### Исходные данные
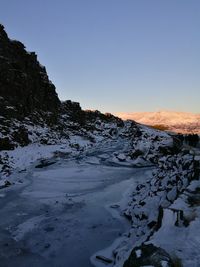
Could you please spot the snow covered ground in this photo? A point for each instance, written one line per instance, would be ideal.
(61, 214)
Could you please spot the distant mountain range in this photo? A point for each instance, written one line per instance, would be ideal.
(180, 122)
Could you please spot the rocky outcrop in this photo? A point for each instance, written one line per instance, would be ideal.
(24, 83)
(30, 108)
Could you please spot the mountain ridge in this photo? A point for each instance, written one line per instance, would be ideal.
(175, 121)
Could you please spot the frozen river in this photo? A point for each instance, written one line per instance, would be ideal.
(64, 213)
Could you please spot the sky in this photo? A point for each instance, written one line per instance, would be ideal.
(114, 55)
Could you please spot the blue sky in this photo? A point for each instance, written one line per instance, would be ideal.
(114, 55)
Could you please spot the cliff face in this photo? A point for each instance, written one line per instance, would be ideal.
(24, 83)
(30, 110)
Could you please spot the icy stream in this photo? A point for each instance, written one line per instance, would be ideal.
(63, 213)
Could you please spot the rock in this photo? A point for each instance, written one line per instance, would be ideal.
(121, 157)
(104, 259)
(6, 144)
(149, 255)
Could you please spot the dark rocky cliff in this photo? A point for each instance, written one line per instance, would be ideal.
(30, 110)
(24, 83)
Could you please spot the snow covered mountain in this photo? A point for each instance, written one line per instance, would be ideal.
(179, 122)
(62, 170)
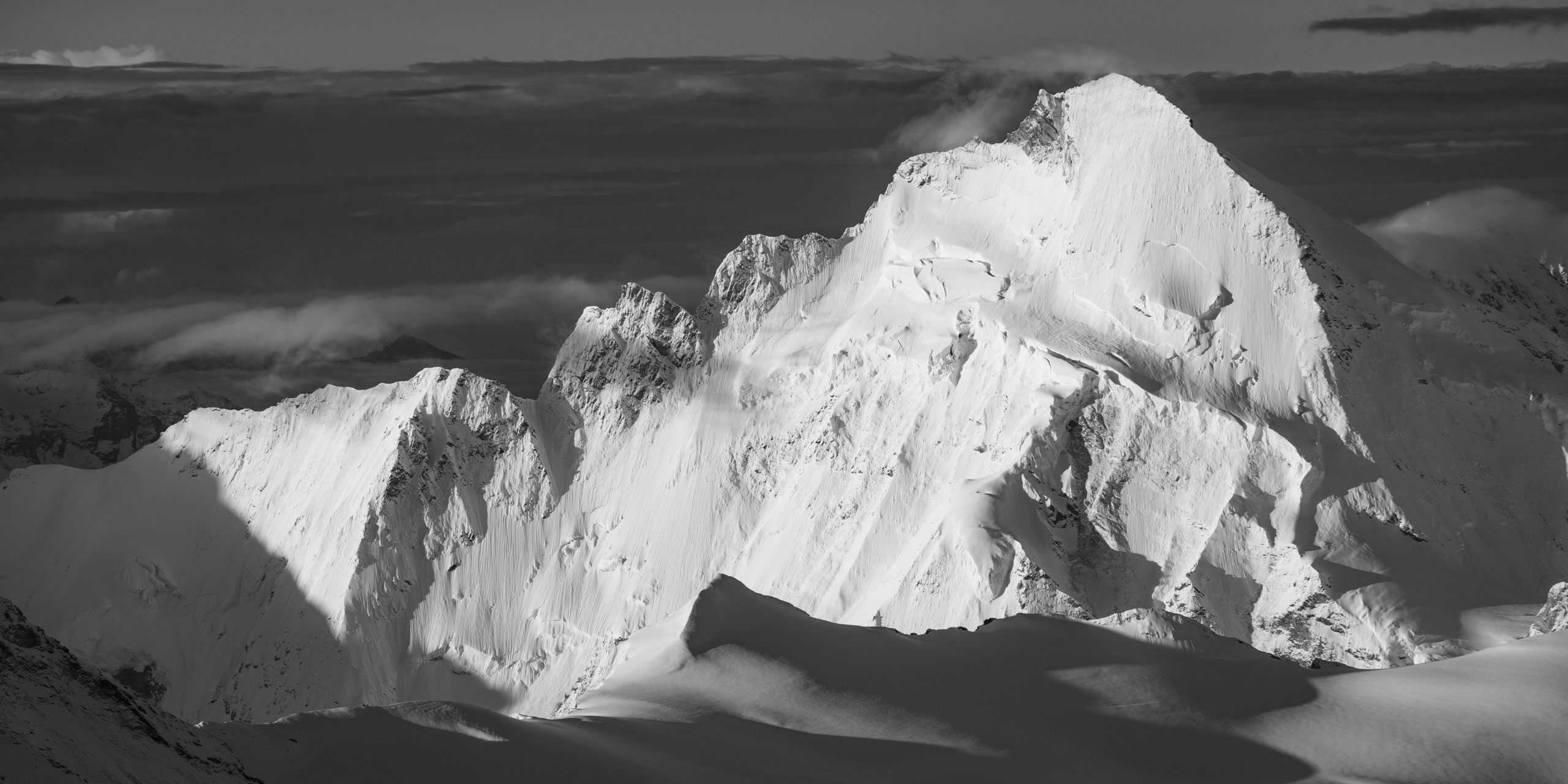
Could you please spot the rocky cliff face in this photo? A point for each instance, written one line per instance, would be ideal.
(62, 720)
(1093, 369)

### Короткое упражнение
Перепишите, пожалуйста, дословно все записи выше, но изображения в ответ не включайте.

### Результат задания
Could you please spot the snow covered ground in this photo? A point for each instance, written one line per instance, would be ideal.
(61, 214)
Could you please spot the distant mountain range in this photo? A point for each instance, written one line per instance, would be ideal.
(180, 122)
Could you please spot the rocky outcrop in this photo? A point for each instance, written one line per instance, would be ideal.
(24, 83)
(30, 108)
Could you please spot the mountain ridge in this photo? A point for each instance, written one line per instance, would be ideal.
(175, 121)
Could you please spot the frozen river in this photo? A point for each instance, written one line per instance, would be ideal.
(64, 213)
Could you please spot the sky in this photo? A point for each instance, written one line per instance, would be ideal.
(114, 55)
Could you please spot the blue sky in this photo? A point for each instance, written one line per instance, would be ideal.
(114, 55)
Could you please spot the cliff face in this photo? A point for each instance, written one line per instance, would be ideal.
(24, 83)
(30, 110)
Could you please spot the icy stream in this photo? A point for each instance, written one line per instance, would be ideal.
(63, 213)
Could you please spot the rock in this photo? A point for each instance, written one line per instance, would be ideal.
(121, 157)
(104, 259)
(6, 144)
(149, 255)
Could you please spot the dark rocky cliff in this photo? A point for each instance, written one line per instance, would be ideal.
(30, 110)
(24, 83)
Could you please spot the snow covered mountain in this photo? A point for each instance, written one line per instance, would be ideal.
(179, 122)
(62, 170)
Could you please spot the rocky cliff face in this photo? A point for each instance, written one line per instance, would be ideal.
(62, 720)
(1093, 369)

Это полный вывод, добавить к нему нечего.